* READING TEXT
2.095 BP, model, meeting

Friday 03/12/2021

Started the day by going for the walk, which felt quite good. Any day now I am going to go out in shorts and try jogging sections of it again. (I haven’t since the Dissection at the end of September.)

Or maybe not. My BP has been annoyingly high, and trending up. Out of frustration I bought yet another BP monitor, this one a Welch-Allen semi-pro one rather than the Omron which is the usual consumer BP monitor. Nope, it reads the same as the old one within a couple of points. I will track it closely for another few days and then maybe talk to the doctor.

I worked a bit on the MG, assembling the windscreen and putting yet another coat of clear on the bonnet. The bonnet was looking great few days ago. Then while attaching the hinges and the side panels, somehow I applied some pressure and the clear coat took on the texture of the cutting board I was working on. After this model I won’t be using Tamiya paints, or at least, Tamiya clear. Even after a week of drying it is soft enough to take on fingerprints or other texture, which totally fucks it up so you can only sand it and respray it.

At Rhonda’s weekly 4pm meeting we learned of more eased restrictions. We can now be up to 4 in the elevator (up from 2, which was up from only 1 per car just a couple of weeks back). And the use of masks when meeting with other vaccinated people indoors is now optional.

2.094 FOPAL, model

Thursday 03/11/2021

Light day. Did the aerobics class. Drove to FOPAL and did 90 minutes tidying the computer section. If they ever have a live sale again, it will be ready. The way they are doing it now, people sign up online for an individual browse, where they meet with a volunteer and get to shop alone. Nice for some, but not a big revenue stream.

In the afternoon I did a bit on the model car, and read a book. Easy day.

2.093 estate, laundry, study

Wednesday 03/10/2021

My right foot was feeling sore this morning, for no reason I can figure. So I passed on the usual walk. About 8:30 a facilities guy came around to shut off my bathroom water again. It was later turned on about 12. About 12, two facilities guys came around to do a visual inspection of my fire alarm and sprinklers, which took all of a minute.

* WHAT THE EXERCISE ASKS
How would you say this sentence from the diary entries in Spanish: "In the afternoon I did a bit on the model car, and read a book."?

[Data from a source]

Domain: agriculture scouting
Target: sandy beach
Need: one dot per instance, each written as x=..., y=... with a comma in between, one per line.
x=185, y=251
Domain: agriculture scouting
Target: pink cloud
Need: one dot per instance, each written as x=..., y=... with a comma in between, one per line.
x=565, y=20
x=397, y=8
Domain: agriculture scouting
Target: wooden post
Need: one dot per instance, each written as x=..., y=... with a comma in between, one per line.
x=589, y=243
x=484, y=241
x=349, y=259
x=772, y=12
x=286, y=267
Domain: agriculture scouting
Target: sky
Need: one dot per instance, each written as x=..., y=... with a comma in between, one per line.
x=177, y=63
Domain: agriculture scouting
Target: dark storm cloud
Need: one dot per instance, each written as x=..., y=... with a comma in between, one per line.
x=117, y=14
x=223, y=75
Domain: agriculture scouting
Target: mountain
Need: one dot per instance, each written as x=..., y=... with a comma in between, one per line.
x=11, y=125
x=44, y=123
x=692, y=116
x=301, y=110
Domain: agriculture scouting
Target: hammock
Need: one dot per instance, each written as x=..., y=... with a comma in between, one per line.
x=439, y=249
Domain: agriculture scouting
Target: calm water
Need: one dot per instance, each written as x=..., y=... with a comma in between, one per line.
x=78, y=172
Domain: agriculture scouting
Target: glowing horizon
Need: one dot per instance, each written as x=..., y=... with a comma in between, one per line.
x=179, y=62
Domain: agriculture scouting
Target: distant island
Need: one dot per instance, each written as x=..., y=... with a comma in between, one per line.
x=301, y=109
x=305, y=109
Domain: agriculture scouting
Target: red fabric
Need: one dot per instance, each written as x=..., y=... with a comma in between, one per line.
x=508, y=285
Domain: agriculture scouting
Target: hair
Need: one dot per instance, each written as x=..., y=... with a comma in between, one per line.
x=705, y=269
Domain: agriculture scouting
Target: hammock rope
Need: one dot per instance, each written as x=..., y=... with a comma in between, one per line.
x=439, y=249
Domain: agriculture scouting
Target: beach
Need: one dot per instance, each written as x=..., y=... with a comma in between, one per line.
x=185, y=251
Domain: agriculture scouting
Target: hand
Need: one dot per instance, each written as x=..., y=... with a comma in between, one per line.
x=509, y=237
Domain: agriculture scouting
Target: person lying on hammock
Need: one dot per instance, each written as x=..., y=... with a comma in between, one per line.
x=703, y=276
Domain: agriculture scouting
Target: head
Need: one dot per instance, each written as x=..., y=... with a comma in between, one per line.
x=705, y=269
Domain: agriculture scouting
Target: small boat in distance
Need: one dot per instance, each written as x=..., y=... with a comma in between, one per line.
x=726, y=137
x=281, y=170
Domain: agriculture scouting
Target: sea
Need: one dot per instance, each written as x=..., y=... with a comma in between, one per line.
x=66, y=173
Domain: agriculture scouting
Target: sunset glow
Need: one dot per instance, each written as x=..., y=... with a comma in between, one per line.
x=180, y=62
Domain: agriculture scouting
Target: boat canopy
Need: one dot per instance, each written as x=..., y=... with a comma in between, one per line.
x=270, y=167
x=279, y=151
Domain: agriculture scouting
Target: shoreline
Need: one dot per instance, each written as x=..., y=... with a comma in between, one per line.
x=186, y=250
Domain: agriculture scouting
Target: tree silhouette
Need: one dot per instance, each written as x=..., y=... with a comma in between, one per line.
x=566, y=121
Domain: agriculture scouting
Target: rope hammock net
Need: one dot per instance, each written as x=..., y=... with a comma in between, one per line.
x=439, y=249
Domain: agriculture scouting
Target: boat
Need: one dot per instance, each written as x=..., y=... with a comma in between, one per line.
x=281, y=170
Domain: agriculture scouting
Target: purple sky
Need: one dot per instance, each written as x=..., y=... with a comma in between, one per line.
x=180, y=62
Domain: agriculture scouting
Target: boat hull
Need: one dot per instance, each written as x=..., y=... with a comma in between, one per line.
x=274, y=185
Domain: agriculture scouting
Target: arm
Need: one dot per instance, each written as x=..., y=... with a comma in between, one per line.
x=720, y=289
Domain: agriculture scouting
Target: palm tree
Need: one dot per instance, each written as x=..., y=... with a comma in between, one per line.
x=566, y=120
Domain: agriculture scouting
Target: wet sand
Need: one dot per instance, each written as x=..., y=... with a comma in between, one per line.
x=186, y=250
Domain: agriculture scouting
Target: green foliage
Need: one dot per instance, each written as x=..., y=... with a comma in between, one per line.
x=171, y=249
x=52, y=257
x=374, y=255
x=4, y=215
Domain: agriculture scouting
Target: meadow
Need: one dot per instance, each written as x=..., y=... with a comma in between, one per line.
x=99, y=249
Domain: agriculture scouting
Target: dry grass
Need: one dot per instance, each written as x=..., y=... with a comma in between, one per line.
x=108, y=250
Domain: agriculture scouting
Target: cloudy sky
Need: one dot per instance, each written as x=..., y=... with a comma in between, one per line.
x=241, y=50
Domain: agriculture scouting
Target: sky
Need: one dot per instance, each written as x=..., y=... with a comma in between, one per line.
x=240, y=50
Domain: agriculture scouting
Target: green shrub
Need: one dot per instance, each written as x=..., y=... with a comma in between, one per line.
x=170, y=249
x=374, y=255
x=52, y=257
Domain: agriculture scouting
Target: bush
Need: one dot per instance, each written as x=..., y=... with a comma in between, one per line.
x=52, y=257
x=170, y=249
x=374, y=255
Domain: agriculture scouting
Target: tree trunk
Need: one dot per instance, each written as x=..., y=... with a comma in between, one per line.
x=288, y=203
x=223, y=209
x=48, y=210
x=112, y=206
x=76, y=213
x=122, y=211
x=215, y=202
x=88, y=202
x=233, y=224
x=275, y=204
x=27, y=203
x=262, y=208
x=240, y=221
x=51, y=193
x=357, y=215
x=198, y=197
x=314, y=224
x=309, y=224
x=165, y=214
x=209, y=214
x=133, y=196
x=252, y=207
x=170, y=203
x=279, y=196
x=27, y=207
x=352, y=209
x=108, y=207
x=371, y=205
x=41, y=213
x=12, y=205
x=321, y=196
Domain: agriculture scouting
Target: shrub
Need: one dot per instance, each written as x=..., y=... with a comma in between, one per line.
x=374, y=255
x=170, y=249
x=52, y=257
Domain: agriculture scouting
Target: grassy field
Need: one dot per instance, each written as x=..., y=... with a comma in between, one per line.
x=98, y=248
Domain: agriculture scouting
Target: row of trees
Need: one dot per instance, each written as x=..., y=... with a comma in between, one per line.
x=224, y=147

* SOLUTION
Por la tarde trabajé un poco en el coche a escala y leí un libro.